PROMPT: Reproduce each of the records below word for word, keeping every line in its original order and form.

ENTRIES PROVIDED:
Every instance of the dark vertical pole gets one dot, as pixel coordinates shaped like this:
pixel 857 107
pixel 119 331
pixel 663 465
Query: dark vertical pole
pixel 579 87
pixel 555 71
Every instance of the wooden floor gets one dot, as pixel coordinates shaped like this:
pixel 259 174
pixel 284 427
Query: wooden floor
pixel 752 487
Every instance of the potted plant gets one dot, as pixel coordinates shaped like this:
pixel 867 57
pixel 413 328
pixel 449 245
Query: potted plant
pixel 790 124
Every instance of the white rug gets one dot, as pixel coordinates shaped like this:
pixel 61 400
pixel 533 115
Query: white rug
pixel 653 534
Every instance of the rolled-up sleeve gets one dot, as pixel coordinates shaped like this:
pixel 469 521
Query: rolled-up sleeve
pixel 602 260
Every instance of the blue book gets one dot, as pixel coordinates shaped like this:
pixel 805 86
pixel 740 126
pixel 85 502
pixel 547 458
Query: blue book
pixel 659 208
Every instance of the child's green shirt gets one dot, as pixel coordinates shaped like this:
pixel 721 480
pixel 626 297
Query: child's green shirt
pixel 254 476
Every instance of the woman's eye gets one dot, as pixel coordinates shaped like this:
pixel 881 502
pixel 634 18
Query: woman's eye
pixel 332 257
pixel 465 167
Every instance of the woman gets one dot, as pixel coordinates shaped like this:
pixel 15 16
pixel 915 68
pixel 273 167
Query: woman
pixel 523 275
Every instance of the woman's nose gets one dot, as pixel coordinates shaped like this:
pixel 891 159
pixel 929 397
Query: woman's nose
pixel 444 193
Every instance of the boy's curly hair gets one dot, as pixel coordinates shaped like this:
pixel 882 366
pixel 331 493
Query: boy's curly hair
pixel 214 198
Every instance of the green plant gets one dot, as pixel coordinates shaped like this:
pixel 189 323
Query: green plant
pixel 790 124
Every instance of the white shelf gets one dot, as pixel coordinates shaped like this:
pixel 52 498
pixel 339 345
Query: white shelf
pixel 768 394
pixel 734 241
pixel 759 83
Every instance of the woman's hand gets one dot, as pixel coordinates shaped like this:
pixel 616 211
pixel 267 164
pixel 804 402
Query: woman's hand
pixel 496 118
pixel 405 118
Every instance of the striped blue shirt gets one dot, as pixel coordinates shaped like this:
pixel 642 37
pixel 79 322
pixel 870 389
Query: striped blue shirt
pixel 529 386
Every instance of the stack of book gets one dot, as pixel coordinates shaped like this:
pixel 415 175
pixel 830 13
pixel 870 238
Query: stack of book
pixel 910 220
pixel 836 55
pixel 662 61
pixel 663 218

ANSWER TO THE TASK:
Every instance of the dark vertical pole gets one dot, as pixel coordinates shaped like this:
pixel 857 107
pixel 119 331
pixel 663 465
Query: dark vertical pole
pixel 579 87
pixel 555 71
Every instance of the wooden floor gets one dot, as pixel coordinates shaped like this:
pixel 259 174
pixel 284 427
Query: wooden floor
pixel 752 487
Every instance of the potted plant gets one dot, as pixel coordinates shaped like this:
pixel 867 57
pixel 413 328
pixel 449 245
Query: potted plant
pixel 790 124
Every instance of the white rug gets one dot, as pixel coordinates shaped like this:
pixel 61 400
pixel 533 115
Query: white rug
pixel 653 534
Every instance of the rolled-up sleeve gets one dot, as pixel coordinates shaped like this:
pixel 469 521
Query: rolled-up sleeve
pixel 602 260
Every instance of the blue book gets one dot, as pixel coordinates shaped like this:
pixel 805 86
pixel 740 126
pixel 85 502
pixel 547 458
Query: blue book
pixel 659 208
Every instance of the child's green shirt gets one dot, as pixel coordinates shaped like this:
pixel 721 480
pixel 626 297
Query: child's green shirt
pixel 254 476
Every instance of the woman's eye gets one dot, as pixel coordinates shaped like this:
pixel 881 502
pixel 634 18
Query: woman's eye
pixel 332 257
pixel 465 167
Every instance of the woman gets one dot, as pixel coordinates shaped like this:
pixel 15 16
pixel 915 68
pixel 273 167
Query: woman
pixel 523 275
Every instance of the woman's nose gets one dot, as pixel coordinates shaped like this:
pixel 891 159
pixel 929 397
Query: woman's nose
pixel 444 193
Every instance of the boy's curly hair gets one dot, as pixel coordinates shaped like this:
pixel 882 366
pixel 331 493
Query: boy's curly hair
pixel 214 198
Every instance of the green plant gets one dot, as pixel coordinates shaped like this:
pixel 189 323
Query: green plant
pixel 790 124
Every instance of the white shelf gets one dot, as pixel coordinates shaped like this:
pixel 52 498
pixel 339 345
Query: white shelf
pixel 768 394
pixel 734 241
pixel 759 83
Every instance of the woman's hand gets one dot, as pixel coordinates shaped like this:
pixel 616 211
pixel 267 164
pixel 804 402
Query: woman's hand
pixel 496 118
pixel 405 118
Every instance of the striped blue shirt gets one dot, as pixel coordinates shaped like this:
pixel 642 37
pixel 79 322
pixel 870 389
Query: striped blue shirt
pixel 529 386
Every instance of the stack of book gets one dot, as pixel coordinates shaped like this:
pixel 415 175
pixel 830 13
pixel 870 238
Query: stack of book
pixel 910 220
pixel 836 55
pixel 662 61
pixel 663 218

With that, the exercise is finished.